### PROBLEM TO WORK ON
In the passage on the 2011 South Australian soccer season, which Premier League teams moved up to the 2012 FFSA Super League?

The 2011 Football Federation South Australia season was the 105th season of soccer in South Australia, and the sixth under the FFSA format.

2011 FFSA Super League

The 2011 South Australian Super League was the sixth edition of the FFSA Super League, the top level domestic association football competition in South Australia. 10 teams competed, all playing each other twice for a total of 18 rounds, with the top five at the end of the year qualifying for the McIntyre final five finals system to determine 1st to 5th place. At the end of the season, the bottom two placed teams were relegated to the 2012 FFSA Premier League.

League table

Finals

2011 FFSA Premier League

The 2011 FFSA Premier League was the sixth edition of the FFSA Premier League as the second level domestic association football competition in South Australia. 10 teams competed, all playing each other twice for a total of 18 rounds, with the top five at the end of the year qualifying for the McIntyre final five finals system to determine 1st to 5th place. The League winners and Grand Final winners were promoted to the 2012 FFSA Super League, and the 9th and 10th placed teams were relegated to the 2012 FFSA State League.

### DATA SEGMENT

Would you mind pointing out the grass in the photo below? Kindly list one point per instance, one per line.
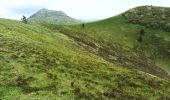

### SOLUTION FOR THIS EXERCISE
The League winners and the Grand Final winners.